Tasks to carry out:
A: From the review of "Transcendence" below, reproduce verbatim the passage that opens with the words containing "The human race" and closes with "that advanced technology.".
B: According to the review of "Transcendence" below, why is it inevitable and necessary for the present generation to consider the implications of extending human mental and physical capabilities? Answer in one to three sentences.

‘Transcendence’ Misses the Mark as a Science Fiction Film

The human race is at a time in history where our fantasies and what we imagine the future would bring ever since the industrial revolution is now meshing with the actual fruits of that advanced technology.

We are in the infant stages of incorporating computers into our lives to the point that they are extensions of our consciousness.

As the first "plugged-in" generation, it is both inevitable and necessary that we consider the potential implications of extending our mental and physical capabilities as a species well beyond those that our natural evolution has allowed.

Science and science-fiction minds alike refer to this merging of people and their computers as "The Singularity." Literature, television and film have sifted this mine for decades, from "2001: A Space Odyssey" to "The Matrix."

The latest movie to cover the singularity refers directly to this concept, though it goes by a different name, "Transcendence."

In "Transcendence," Dr. Will Caster (Johnny Depp) is a scientist working to achieve singularity alongside his wife Evelyn (Rebecca Hall), and best friend Max (Paul Bettany).

Data supplied:
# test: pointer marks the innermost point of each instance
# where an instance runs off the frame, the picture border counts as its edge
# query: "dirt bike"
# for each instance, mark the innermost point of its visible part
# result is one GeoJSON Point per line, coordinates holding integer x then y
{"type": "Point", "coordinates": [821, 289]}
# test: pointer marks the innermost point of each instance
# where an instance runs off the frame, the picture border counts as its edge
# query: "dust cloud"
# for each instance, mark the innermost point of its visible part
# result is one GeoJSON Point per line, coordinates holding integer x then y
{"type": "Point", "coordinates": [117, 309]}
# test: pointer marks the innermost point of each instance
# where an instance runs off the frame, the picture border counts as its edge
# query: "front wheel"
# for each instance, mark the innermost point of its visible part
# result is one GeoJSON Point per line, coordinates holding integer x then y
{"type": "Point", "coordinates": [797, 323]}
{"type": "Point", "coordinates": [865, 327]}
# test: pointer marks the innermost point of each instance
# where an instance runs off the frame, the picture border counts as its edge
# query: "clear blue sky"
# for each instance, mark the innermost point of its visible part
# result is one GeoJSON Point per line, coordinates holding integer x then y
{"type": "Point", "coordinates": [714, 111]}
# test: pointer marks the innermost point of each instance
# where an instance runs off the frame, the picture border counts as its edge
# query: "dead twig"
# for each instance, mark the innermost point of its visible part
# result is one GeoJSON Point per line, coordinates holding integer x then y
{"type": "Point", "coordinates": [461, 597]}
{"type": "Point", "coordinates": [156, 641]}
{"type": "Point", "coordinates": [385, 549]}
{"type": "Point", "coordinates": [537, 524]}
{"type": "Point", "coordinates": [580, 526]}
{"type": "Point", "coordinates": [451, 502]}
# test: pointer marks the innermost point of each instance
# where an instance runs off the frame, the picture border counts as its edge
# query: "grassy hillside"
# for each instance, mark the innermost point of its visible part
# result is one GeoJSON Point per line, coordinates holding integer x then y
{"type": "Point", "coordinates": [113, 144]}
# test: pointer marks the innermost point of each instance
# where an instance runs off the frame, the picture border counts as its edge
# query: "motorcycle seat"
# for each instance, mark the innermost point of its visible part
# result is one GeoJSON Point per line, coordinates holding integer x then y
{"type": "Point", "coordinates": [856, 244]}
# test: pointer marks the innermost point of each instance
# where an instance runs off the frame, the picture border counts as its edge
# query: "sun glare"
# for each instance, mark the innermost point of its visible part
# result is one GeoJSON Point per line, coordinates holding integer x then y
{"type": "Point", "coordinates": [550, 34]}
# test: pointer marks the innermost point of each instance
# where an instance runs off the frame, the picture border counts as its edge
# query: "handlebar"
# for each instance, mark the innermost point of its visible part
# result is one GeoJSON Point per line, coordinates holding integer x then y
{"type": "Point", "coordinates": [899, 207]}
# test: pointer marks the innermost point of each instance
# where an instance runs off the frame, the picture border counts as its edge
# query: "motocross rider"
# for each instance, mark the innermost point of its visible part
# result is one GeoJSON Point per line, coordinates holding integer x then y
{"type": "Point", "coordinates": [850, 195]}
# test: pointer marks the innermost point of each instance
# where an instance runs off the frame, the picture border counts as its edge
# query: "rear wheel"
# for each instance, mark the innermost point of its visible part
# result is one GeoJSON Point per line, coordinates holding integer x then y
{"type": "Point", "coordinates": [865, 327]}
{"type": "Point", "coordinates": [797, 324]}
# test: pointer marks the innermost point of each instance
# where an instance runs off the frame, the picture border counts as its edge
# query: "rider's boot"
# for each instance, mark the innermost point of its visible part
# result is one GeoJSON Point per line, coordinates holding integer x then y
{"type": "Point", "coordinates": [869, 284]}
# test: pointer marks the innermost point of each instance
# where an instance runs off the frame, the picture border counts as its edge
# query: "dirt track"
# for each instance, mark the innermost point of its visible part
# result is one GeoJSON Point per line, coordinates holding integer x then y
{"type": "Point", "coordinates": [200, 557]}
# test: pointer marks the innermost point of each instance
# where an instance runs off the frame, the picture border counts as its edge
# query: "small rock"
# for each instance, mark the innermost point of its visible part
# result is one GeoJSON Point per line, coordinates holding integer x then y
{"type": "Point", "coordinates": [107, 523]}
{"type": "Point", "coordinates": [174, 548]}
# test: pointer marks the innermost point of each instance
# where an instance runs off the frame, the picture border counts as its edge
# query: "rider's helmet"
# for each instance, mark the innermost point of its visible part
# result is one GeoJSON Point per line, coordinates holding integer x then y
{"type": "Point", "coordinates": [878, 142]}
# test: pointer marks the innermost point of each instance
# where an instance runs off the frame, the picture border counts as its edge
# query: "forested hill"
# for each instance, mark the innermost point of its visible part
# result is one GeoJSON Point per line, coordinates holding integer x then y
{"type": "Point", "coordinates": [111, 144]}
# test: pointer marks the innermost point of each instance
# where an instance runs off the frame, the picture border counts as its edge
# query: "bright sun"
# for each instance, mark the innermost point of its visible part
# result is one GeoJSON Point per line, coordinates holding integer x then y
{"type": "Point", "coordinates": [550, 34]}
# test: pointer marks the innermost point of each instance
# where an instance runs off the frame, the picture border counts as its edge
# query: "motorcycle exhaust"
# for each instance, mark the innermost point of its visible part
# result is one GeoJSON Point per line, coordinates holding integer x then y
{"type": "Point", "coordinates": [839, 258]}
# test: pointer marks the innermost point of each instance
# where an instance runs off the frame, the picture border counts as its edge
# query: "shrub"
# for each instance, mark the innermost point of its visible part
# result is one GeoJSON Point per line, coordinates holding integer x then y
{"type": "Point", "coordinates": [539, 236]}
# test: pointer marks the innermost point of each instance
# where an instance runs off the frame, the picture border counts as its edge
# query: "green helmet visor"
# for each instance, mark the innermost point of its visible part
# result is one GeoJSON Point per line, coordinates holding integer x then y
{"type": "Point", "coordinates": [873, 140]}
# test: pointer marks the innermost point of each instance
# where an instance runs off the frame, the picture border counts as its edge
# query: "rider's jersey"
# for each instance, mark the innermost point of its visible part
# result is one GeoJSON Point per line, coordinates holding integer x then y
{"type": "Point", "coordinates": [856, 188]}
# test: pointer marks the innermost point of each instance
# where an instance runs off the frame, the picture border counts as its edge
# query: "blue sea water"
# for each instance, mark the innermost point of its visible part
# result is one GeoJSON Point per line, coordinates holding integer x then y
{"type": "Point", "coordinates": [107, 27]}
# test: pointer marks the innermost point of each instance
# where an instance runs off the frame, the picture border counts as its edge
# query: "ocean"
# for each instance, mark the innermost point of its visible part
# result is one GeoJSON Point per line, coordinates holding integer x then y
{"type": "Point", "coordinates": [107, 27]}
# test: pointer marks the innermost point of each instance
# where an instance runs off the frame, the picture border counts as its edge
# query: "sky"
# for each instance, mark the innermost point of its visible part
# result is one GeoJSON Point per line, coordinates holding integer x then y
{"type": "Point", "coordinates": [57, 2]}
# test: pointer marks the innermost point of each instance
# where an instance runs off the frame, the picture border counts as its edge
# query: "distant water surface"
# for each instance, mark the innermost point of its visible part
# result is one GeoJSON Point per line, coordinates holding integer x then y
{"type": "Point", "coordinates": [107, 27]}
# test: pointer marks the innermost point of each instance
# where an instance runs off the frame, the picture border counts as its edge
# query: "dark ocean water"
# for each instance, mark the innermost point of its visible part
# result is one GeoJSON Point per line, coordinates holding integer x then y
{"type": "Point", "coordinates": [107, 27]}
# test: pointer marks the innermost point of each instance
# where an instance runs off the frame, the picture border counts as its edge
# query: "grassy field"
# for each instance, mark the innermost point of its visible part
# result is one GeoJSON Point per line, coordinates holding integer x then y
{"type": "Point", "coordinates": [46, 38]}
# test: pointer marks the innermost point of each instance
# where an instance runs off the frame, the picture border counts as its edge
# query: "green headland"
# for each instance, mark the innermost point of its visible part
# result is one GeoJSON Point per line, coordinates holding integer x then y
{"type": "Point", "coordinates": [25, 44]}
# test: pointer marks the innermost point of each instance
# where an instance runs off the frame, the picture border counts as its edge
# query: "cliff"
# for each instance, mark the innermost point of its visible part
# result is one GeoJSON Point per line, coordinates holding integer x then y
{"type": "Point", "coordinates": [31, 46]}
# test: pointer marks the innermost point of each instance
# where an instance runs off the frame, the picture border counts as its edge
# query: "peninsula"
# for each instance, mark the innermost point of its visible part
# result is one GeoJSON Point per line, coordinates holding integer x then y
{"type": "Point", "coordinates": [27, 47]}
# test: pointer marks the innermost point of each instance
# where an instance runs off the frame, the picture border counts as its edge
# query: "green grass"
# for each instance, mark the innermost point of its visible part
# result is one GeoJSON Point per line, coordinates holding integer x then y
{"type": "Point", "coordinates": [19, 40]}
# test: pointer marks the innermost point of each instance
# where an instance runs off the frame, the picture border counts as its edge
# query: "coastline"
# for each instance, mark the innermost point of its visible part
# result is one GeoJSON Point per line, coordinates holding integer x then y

Answers by item number:
A:
The human race is at a time in history where our fantasies and what we imagine the future would bring ever since the industrial revolution is now meshing with the actual fruits of that advanced technology.

B: Because this generation is the first to be "plugged-in." It is at the early stage of incorporating computers into daily life to the point that they become extensions of human consciousness.